::: Task input :::

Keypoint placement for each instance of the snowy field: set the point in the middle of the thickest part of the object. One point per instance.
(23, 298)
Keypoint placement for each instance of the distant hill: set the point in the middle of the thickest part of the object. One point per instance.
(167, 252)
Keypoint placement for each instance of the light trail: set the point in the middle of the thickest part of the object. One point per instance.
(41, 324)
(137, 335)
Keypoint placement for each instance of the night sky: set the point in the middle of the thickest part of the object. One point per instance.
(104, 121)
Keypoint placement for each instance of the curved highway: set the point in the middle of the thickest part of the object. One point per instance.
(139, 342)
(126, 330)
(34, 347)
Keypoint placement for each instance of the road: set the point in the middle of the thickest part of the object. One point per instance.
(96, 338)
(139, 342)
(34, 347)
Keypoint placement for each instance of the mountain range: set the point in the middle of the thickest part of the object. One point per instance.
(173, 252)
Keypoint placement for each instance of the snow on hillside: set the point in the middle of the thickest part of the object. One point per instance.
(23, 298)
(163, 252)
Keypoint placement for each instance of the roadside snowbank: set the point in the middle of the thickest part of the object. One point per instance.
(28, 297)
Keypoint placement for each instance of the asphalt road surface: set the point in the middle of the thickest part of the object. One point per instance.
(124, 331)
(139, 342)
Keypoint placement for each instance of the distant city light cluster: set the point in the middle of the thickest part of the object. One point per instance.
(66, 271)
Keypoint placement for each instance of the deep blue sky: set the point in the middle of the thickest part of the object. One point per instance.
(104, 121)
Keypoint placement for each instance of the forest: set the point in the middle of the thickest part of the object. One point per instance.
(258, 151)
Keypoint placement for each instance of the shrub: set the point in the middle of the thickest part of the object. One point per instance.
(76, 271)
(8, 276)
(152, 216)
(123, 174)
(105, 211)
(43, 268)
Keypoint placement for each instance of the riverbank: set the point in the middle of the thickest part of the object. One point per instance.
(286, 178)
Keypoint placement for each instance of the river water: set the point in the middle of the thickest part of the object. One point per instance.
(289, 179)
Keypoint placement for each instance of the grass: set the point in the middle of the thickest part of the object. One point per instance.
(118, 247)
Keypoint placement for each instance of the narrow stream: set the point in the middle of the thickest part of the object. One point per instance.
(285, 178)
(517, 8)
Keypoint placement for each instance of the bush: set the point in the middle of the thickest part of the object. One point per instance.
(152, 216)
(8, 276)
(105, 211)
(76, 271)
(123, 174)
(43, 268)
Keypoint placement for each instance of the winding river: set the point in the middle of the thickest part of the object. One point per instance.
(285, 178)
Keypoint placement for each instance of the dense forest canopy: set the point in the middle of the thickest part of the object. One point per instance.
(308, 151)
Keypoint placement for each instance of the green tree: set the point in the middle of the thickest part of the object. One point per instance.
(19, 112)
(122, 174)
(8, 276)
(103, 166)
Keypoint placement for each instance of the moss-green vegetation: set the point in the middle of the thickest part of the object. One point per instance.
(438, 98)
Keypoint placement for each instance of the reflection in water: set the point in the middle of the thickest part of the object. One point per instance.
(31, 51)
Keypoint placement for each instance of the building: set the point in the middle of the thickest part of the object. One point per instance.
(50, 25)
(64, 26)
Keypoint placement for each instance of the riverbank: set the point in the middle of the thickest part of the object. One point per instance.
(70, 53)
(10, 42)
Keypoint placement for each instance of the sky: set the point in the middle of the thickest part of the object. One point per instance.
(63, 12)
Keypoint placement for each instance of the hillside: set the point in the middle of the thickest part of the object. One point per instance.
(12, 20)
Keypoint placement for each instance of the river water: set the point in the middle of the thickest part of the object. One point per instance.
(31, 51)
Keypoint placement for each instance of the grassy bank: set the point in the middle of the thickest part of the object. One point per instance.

:::

* Exercise description *
Can you put all of the records above into a numbered list, with blank lines left out?

* Result for this task *
1. Keypoint placement for each instance of the snowy field: set the point in the middle of the thickest part of the object. One point per instance.
2. (23, 298)
3. Keypoint placement for each instance of the distant hill: set the point in the middle of the thickest part of the object. One point per instance.
4. (167, 252)
5. Keypoint placement for each instance of the light trail: set the point in the middle of the thickest part of the object. One point per instance.
6. (41, 324)
7. (137, 335)
8. Keypoint placement for each instance of the night sky: set the point in the middle of the thickest part of the object. One point per instance.
9. (104, 121)
10. Keypoint placement for each instance of the curved highway: set the point in the middle of the thickest part of the object. One point per instance.
11. (139, 342)
12. (126, 330)
13. (34, 347)
14. Keypoint placement for each instance of the road: set the point in the middle of the thickest part of the object. One point per instance.
15. (96, 338)
16. (139, 342)
17. (34, 347)
18. Keypoint placement for each instance of the mountain range: set the point in the middle of the thickest part of the object. One point per instance.
19. (173, 252)
20. Keypoint placement for each instance of the snow on hillside: set the point in the middle of the thickest part of the object. One point per instance.
21. (23, 298)
22. (163, 252)
23. Keypoint placement for each instance of the roadside snowbank: set the point in the middle of the thickest part of the object. One point per instance.
24. (28, 297)
25. Keypoint placement for each instance of the asphalt road surface: set the point in the middle of the thickest part of the object. One point per instance.
26. (124, 331)
27. (139, 342)
28. Keypoint placement for each instance of the distant city light cluster: set the point in the middle of the thickest part of the object. One point per instance.
29. (66, 271)
30. Keypoint placement for each instance of the deep blue sky: set the point in the middle of the thickest part of the object. One point per instance.
31. (104, 121)
32. Keypoint placement for each instance of the forest: set the point in the middle of the thickest part of the object. One point per instance.
33. (258, 151)
34. Keypoint placement for each instance of the shrub: set the point in the middle of the thickest part of the object. One point per instance.
35. (76, 271)
36. (8, 276)
37. (152, 216)
38. (123, 174)
39. (105, 211)
40. (43, 268)
41. Keypoint placement for each instance of the riverbank: set the point in the middle of the thickest part of the object. One point per instance.
42. (286, 178)
43. Keypoint placement for each instance of the river water: set the point in the middle of the thickest part of the object. One point per instance.
44. (289, 179)
45. Keypoint placement for each instance of the grass: set the point in the middle of the thickest part of the object. One point per instance.
46. (118, 247)
47. Keypoint placement for each instance of the narrow stream: set the point in the middle of the thickest part of the object. One point per instance.
48. (285, 178)
49. (517, 8)
50. Keypoint placement for each instance of the bush: set the point in the middle of the thickest part of the object. One point per instance.
51. (152, 216)
52. (8, 276)
53. (105, 211)
54. (76, 271)
55. (123, 174)
56. (43, 268)
57. Keypoint placement for each instance of the winding river: set the point in the middle of the thickest part of the object. One point per instance.
58. (285, 178)
59. Keypoint placement for each instance of the dense forest canopy: set the point in the middle of the thickest part of the object. One point per instance.
60. (308, 151)
61. Keypoint placement for each instance of the green tree: set the point in the middle of the thickest part of the object. One point per instance.
62. (19, 112)
63. (122, 174)
64. (8, 276)
65. (103, 166)
66. Keypoint placement for each instance of the moss-green vegetation: set the point in the middle of the thickest part of the object. One point per instance.
67. (438, 98)
68. Keypoint placement for each instance of the reflection in water: set the point in the middle of the thickest part of the object. One point per instance.
69. (31, 51)
70. Keypoint placement for each instance of the building: set the point in the middle of the thickest part of the object. One point per instance.
71. (50, 25)
72. (64, 26)
73. Keypoint placement for each instance of the riverbank: set the point in the middle of the thickest part of the object. One point per instance.
74. (70, 53)
75. (10, 42)
76. Keypoint placement for each instance of the sky: set the point in the middle of the thickest part of the object. One point per instance.
77. (63, 12)
78. Keypoint placement for each instance of the hillside: set the point in the middle of the thickest part of the object. One point per instance.
79. (12, 20)
80. Keypoint placement for each instance of the river water: set the point in the middle of the thickest part of the object. One point per instance.
81. (31, 51)
82. Keypoint placement for each instance of the grassy bank: set the point in the middle of the thickest part of the object. One point per instance.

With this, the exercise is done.